* _Instructions for the task_: Can you reproduce all the entries below, requests included, scaling each point coordinate in the answers by 0.35 and rounding to the nearest whole number, with halves rounded up?

--

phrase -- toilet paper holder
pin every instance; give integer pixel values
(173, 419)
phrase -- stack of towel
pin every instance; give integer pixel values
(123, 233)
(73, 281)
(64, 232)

--

* _Written solution_:
phrase -- toilet paper holder
pin every instance; give integer pixel values
(61, 147)
phrase -- stack of towel
pin every instance; give integer pixel values
(43, 82)
(26, 98)
(22, 81)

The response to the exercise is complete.